Recent developments in arbitration – Serra Lopes, Cortes Martins & Associados

Almost a year since Portugal brought in new arbitration laws, the overall feedback from the disputes market has been positive



Ya ha pasado un año desde la nueva Ley de Arbitraje voluntario y, en general, la impresión del mercado ha sido positiva. La normativa actualiza los procedimientos que se remontaban a 1986, adoptando un modelo más sofisticado y en la línea de otras jurisdicciones similares, afirma Luís Cortes Martins, de Serra Lopes, Cortes Martins & Associados.

Portugal enacted its new Voluntary Arbitration Law in March 2012. The legislation updated the original rules – which trace back to 1986 – by adopting a much more sophisticated model that was in-tune with comparable jurisdictions, says Luís Cortes Martins, Managing Partner of Serra Lopes, Cortes Martins & Associados.
“The old law was not based on UNCITRAL Model Law, so it was something of a stand-alone structure”, says Cortes Martins. “As such, and with regards to international arbitration, it was not a popular choice for dispute resolution.”
Portugal has also struggled with wider challenges amongst its courts, like heavy backlogs in commercial cases, he adds, so an update in arbitration procedures was due.
The 2012 Act followed the UNCITRAL Model Law, which outlines issues such as party autonomy, the jurisdiction of the courts, the time frame to follow (preliminary orders within 20 days), fees, multi-party disputes and the regulation of the process, such as the issue of claims and counterclaims.
“While the law has been in place for less than a year, and it is too early to draw definitive conclusions, it is fair to say the feedback so far has been positive,” says Cortes Martins. “The law made the whole arbitration process more straightforward and cleared up a number of issues with the old rules.”
Under the old system, the normal rule was that parties could appeal the arbitration court’s decision via the judicial courts, says Cortes Martins. “Now the rule is that the arbitral award is, in principle, definite. This gives much more power and efficacy to this jurisdiction. In addition, there are now much clearer rules on the division between arbitral and judicial court relations. This is a very important step to bring efficiency to arbitral court decisions.”

Market impact
Cortes Martins says the feedback from clients has been positive. Many now view arbitration as a much more viable option and have been keen to enter proceedings to avoid costly litigation and speed up procedures. Indeed, there has even been additional legislation from the Government that has actively encouraged the use of arbitration in certain sectors.

Problems and tasks =
A: From the article on Portugal's arbitration law, reproduce the stretch from "Almost a year" through "de Serra Lopes, Cortes Martins & Associados." word for word.
B: Based on the article on Portugal's arbitration law, mark each statement yes or no, and quote the words that decide it: (i) Portugal enacted its new Voluntary Arbitration Law in March 2012. (ii) Under the 2012 Act, preliminary orders follow a time frame of 30 days. (iii) Under the old system, the arbitral award was in principle definite.
C: Carry the article on Portugal's arbitration law on past its last sentence with a further passage.

Source information =
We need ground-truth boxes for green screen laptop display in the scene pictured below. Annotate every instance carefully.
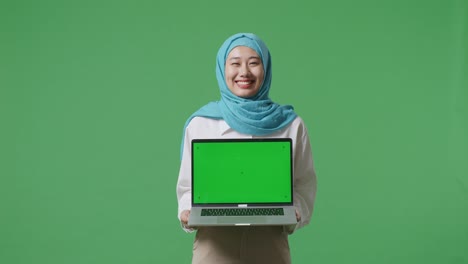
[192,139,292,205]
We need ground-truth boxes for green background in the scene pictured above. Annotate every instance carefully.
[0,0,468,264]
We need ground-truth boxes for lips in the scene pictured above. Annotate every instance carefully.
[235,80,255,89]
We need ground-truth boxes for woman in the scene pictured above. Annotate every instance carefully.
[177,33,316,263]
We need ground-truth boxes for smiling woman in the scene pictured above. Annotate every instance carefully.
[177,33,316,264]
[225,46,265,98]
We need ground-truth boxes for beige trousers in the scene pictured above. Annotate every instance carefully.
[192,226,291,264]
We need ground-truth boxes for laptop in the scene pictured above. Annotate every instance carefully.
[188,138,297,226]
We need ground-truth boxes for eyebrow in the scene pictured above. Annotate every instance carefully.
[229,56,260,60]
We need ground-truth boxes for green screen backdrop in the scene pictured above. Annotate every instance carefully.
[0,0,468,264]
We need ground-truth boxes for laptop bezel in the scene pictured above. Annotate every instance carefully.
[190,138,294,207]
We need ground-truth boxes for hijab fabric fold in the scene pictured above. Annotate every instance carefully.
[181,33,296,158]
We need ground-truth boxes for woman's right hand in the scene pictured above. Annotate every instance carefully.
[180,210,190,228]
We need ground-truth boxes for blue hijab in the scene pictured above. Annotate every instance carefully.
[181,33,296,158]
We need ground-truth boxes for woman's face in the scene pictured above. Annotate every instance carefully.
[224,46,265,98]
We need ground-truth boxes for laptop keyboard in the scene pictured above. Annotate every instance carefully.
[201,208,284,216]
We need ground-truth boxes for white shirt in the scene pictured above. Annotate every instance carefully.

Task results =
A:
Almost a year since Portugal brought in new arbitration laws, the overall feedback from the disputes market has been positive



Ya ha pasado un año desde la nueva Ley de Arbitraje voluntario y, en general, la impresión del mercado ha sido positiva. La normativa actualiza los procedimientos que se remontaban a 1986, adoptando un modelo más sofisticado y en la línea de otras jurisdicciones similares, afirma Luís Cortes Martins, de Serra Lopes, Cortes Martins & Associados.

B:
(i) Yes: "Portugal enacted its new Voluntary Arbitration Law in March 2012."
(ii) No: "preliminary orders within 20 days"
(iii) No: "Under the old system, the normal rule was that parties could appeal the arbitration court’s decision via the judicial courts"

C:
During 2012, they saw an increasing trend of cases involving pharma IP disputes after the Government published new rules that made it mandatory for some disputes to go through arbitration rather than litigation, he explains. “Now, pharma companies with a branded drug that want to bring action against a generic provider regarding a patent dispute must have their case heard in an arbitration court.”
Quite what the long-term impact of the new law will be is unclear, he adds. Neighbouring Spain, for instance, recently revived its efforts to become a seat for arbitrations involving Latin American companies.
The hope for Portugal is that, by following the UNCITRAL Model Law, it can be operated in a similar way to established bodies such as the International Chamber of Commerce’s arbitration court or the World Bank’s International Centre for Settlement of Investment Disputes. In doing so, says Cortes Martins, Portugal could start to make movements in the arbitration market with the potential to bring in claims involving parties from Portuguese-speaking jurisdictions like Brazil, Angola, Mozambique or East Timor.
“By bringing Portugal closer to the arbitration rules of other jurisdictions, the country could potentially be a seat for not only local disputes but Iberian issues involving Spanish entities or places such as Angola and Mozambique,” he adds.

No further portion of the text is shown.